O QUE SE ESPERA: Copie sem alterações o trecho do texto sobre prisão domiciliar para mães, começando nas palavras "A autorização se" e parando logo depois de "e 15 lactantes.".

Pena Domiciliar para mulheres

No dia 20 de fevereiro de 2018, o Supremo Tribunal Federal (STF) aprovou pedido da Defensoria Pública da União, assessorada pela Defensoria Pública do Estado do Rio de Janeiro, concedendo direito a prisão domiciliar a mães de crianças de até 12 anos de idade e que ainda estejam aguardando julgamento.

A autorização se refere apenas a casos que não envolvem crimes com uso de violência ou grave ameaça, e depende de avaliação da dependência da criança. 

No Brasil, 4 mil mulheres e inúmeras crianças podem ser beneficiadas com essa decisão.

As bases da solicitação da concessão de prisão domiciliar as mães

Em março de 2018, o STF criou o Cadastro Nacional de Presas Gestantes e Lactantes. Foram levantadas 514 presas nessas situações no território federal. No Rio de Janeiro, foram contabilizadas 27 mulheres, sendo 12 gestantes e 15 lactantes.

Existem no Estado do Rio de Janeiro duas unidades especializadas nesses atendimentos. Uma delas, a Unidade Materno Infantil (UMI), em Bangu, conta com 20 vagas. Nessa unidade, as recém mães podem compartilhar os cuidados e amamentar os filhos até seis meses de idade. Após esse prazo, a criança é encaminhada para o cuidado de algum parente ou, na inexistência deste, para o Conselho Tutelar.

Existe também, no Complexo Penitenciário de Bangu, uma unidade feminina com ala exclusiva para grávidas.

SEGMENTO DE DADOS:
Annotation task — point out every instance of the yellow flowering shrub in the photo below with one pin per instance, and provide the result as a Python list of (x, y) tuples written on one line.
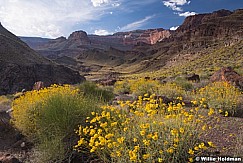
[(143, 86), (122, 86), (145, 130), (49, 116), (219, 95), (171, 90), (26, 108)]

RESPOSTA À TAREFA:
A autorização se refere apenas a casos que não envolvem crimes com uso de violência ou grave ameaça, e depende de avaliação da dependência da criança. 

No Brasil, 4 mil mulheres e inúmeras crianças podem ser beneficiadas com essa decisão.

As bases da solicitação da concessão de prisão domiciliar as mães

Em março de 2018, o STF criou o Cadastro Nacional de Presas Gestantes e Lactantes. Foram levantadas 514 presas nessas situações no território federal. No Rio de Janeiro, foram contabilizadas 27 mulheres, sendo 12 gestantes e 15 lactantes.